Excerpted text |
________________________
Table 2 : Cases ongoing at 31 December 2006 by sector, and their financial impact

Sector | Cases pending at 31 December 2006 | Estimated financial impact (€million) |

Agriculture | 65 | 202.7 |

Structural Funds | 46 | 192.9 |

Customs | 111 | 748.9 |

Direct Expenditure | 118 | 293.4 |

Internal Investigations | 91 | 301 |

Total | 431 | 1 738.8 |

For more details concerning OLAF investigations and comparison with previous years, see the OLAF Report [12].

2. Fraud prevention

2.1. Risk analysis and management, control systems

As part of a sound control system, appropriate assessment and management of risk help ensure that taxpayers’ money is spent properly when implementing policies. This area is currently being developed within the Commission as well as in Member States, to ensure proactive protection of financial interests, prevention and targeted action.

2.1.1. Measures relating to expenditure

For some years the Commission has used risk management not just in relation to expenditure but more generally too. Acknowledging the need for a common approach to risk management [13], the Commission has taken a number of steps since 2006 [14]. The objective is to improve the decision-making process, to increase effectiveness and to strengthen the reliability of management systems. In this context, Commission departments now have a common methodology for analysing risk and choosing the right response. In the latter part of 2006, a pilot study was carried out to test a structure meant to improve risk management for several departments and bring about more effective management by grouping services. That structure is to be put on a permanent footing in 2007.

At national level all Member States have rules in their budgetary procedures to help managers to assess and manage the financial risks involved in awarding grants and public contracts, in particular to verify the reliability of potential beneficiaries [15].

The new financial rules introduced in 2006 [16] require to national administrations establish effective internal control systems and perform the necessary inspections on the EU funds they manage. This means providing information and reporting each year on controls and audits.

Approximately half of the Member States have general national guidelines (instructions or good practices) [17] or rules on risk assessment and management in specific fields [18].

Nine Member States have special tools for assessing the risk posed by new recipients of public funds. For example, in Ireland additional information not yet available on new applicants may be sought at the grant assessment stage. In Poland first-time CAP beneficiaries are more likely to be referred for on-site inspection.

When a beneficiary is identified as posing a risk, this may result in tighter checks by the managing authority [19] or in a systematic requirement for special guarantees [20].

When a (national or Community) grant or public contract is awarded, applicants are required by managing authorities to submit relevant documents declaring that they fulfil the criteria. In some Member States the managing authorities have access to specific databases to check the accuracy of the declarations by applicants; these include databases on tax (accessible in more than half of the Member States [21]), on financial institutions [22] and on persons and corporate bodies ordered to pay penalties in either administrative [23] or criminal proceedings [24]. In Hungary, a 2006 law establishes a new creditor protection register to provide full and up-to-date information on creditworthiness and measures to be taken by the courts against registered companies.

2.1.2. Customs

The national customs authorities have for a long time been using risk analysis to identify potential illegal activities and to target controls more effectively. Over the years coordination at European level has improved the effectiveness of actions taken by the national authorities.

In 1997 the Commission presented an action plan for transit in Europe [25] to combat transit fraud more effectively and in 2001 it drew up a revised regulatory framework which included the introduction of a new computerised transit system (NCTS). Following the special report of the Court of Auditors No 11/2006, the Commission took the necessary measures to ensure that, from 2007 onwards, it could access NCTS data concerning sensitive goods for the purposes of risk analysis, so that it could promote strategies for targeted physical controls of goods in transit.
________________________
Stored records |
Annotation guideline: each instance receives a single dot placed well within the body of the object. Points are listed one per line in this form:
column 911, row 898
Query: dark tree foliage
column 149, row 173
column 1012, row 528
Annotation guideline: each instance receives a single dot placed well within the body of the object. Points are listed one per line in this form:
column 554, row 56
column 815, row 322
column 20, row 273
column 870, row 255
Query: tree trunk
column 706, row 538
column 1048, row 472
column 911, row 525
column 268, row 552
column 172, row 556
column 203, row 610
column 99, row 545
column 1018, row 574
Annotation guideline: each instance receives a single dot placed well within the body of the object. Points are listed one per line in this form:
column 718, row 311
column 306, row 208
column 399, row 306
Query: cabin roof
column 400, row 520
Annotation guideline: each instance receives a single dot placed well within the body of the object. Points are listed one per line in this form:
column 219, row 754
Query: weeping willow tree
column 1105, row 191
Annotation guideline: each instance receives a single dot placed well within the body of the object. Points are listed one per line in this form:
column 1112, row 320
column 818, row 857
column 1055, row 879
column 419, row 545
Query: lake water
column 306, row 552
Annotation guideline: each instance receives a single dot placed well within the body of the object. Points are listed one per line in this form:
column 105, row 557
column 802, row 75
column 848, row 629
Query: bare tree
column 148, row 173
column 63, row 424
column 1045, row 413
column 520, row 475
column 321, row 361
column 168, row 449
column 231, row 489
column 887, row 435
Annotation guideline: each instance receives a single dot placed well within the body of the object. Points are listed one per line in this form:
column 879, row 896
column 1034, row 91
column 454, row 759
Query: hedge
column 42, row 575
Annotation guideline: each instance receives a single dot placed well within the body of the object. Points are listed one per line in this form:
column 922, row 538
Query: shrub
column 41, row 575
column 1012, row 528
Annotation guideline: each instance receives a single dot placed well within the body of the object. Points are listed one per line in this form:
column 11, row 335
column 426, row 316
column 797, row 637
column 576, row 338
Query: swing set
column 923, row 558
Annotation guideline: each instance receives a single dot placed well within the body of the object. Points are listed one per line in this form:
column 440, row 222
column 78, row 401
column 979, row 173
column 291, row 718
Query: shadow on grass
________________________
Stated problem 1 |
Do these statements agree with the excerpt on EU fraud prevention? Answer yes or no for each, quoting the words that decide it. (a) Nine Member States have special tools for assessing the risk posed by new recipients of public funds. (b) The structure tested in the pilot study was made permanent in 2006. (c) In Poland, first-time CAP beneficiaries are less likely to be referred for on-site inspection.
Stated problem 2 |
According to the excerpt on EU fraud prevention, in what year did the Commission present an action plan for transit in Europe?
Stated problem 3 |
Extend the excerpt on EU fraud prevention past its final sentence.
The rows come from a separate source.

Task result 1 |
(a) Yes: "Nine Member States have special tools for assessing the risk posed by new recipients of public funds."
(b) No: "That structure is to be put on a permanent footing in 2007."
(c) No: "In Poland first-time CAP beneficiaries are more likely to be referred for on-site inspection."

Task result 2 |
1997

Task result 3 |
The Commission also continued to improve the ConTraffic system, which provides an overview of container traffic. The system enables a container's itinerary to be monitored so that suspicious consignments can be identified. With a new web interface launched in 2006 and a database with over 220 million entries relating to more than 4.4 million containers, the system has been used by national authorities to help them combat fraud more effectively, particularly through joint customs operations carried out in 2006.

In December 2006 the Commission adopted a Regulation [26] amending some of the implementing provisions of the Community Customs Code. The Regulation also provides for the application of common risk criteria and common priority control areas and sets out standards for the harmonised application of customs controls in specific cases.

2.2. Debarment, early-warning and reliability databases

2.2.1. At EU level

In 2006 the Commission reviewed the European early-warning and debarment systems [27] with a view to improving the management of certain risks associated, in particular, with public procurement systems and the protection of the Communities’ financial interests. In this framework, OLAF and Transparency International (TI) organised a round table in January 2006 on ways to protect the EU's financial interests with debarment systems [28].

Article 95 of the Financial Regulation, as amended in 2006, provides for the introduction of a central database of organisations excluded from contracts and grants financed by the EU budget. It is a common database of the institutions, executive agencies and bodies covered by Article 185 of the Financial Regulation. This database will contain all relevant information on entities convicted of fraud or corruption in the Member States and in third countries involved in the implementation of EU programmes. The system will be supplied with information from partners authorities involved in implementing the Community budget in the Member States will also be able to consult it [29].

The Commission already has an internal Early Warning System (EWS) database containing information on funds managed directly by the Commission, in compliance with the rules on personal data protection.

The Commission also manages a database for risk identification in relation to economic operators in the specific field of the EAGGF Guarantee Section. Information for this database is supplied by the Member States. In the second report on the application of the Regulation setting up this system [30], the Commission refers to problems with application, such as the limited number of irregularities reported, problems with the interpretation of legal concepts, or Member States' fear of having legal proceedings brought against them in the national courts by operators entered in the database.

As well as the debarment databases, there are also databases on reliable beneficiaries, which help to improve risk assessment. The Regulation amending the provisions implementing the Community Customs Code [31] provides for the status of approved economic operator to be granted to reliable operators who meet certain criteria. These approved operators then benefit from simplifications under customs legislation and/or customs control facilities.

2.2.2. In the Member States

The two Directives on public procurement adopted in 2004 [32] require that Member States debar any economic operator who has been found guilty of participating in a criminal organisation, of corruption, of fraud detrimental to the financial interests of the European Community or of money laundering, once a definitive court judgement has been handed down. The Directives also provide for the possibility of excluding an economic operator who is bankrupt or being wound up, who has suspended trading, whose affairs are being administered by the court, who has been convicted of a criminal offence affecting his professional standing, committed serious professional misconduct or not paid social security contributions or taxes.

In connection with the recent developments in the field of early-warning and debarment (blacklisting) systems, Member States were asked to indicate what databases of risky beneficiaries they had (if any) and to describe one in greater detail. It must be stressed that the fact that half of Member States [33] do not have this kind of database does not mean that they do not have measures or rules in place to identify risky beneficiaries (see point 2.1.1.).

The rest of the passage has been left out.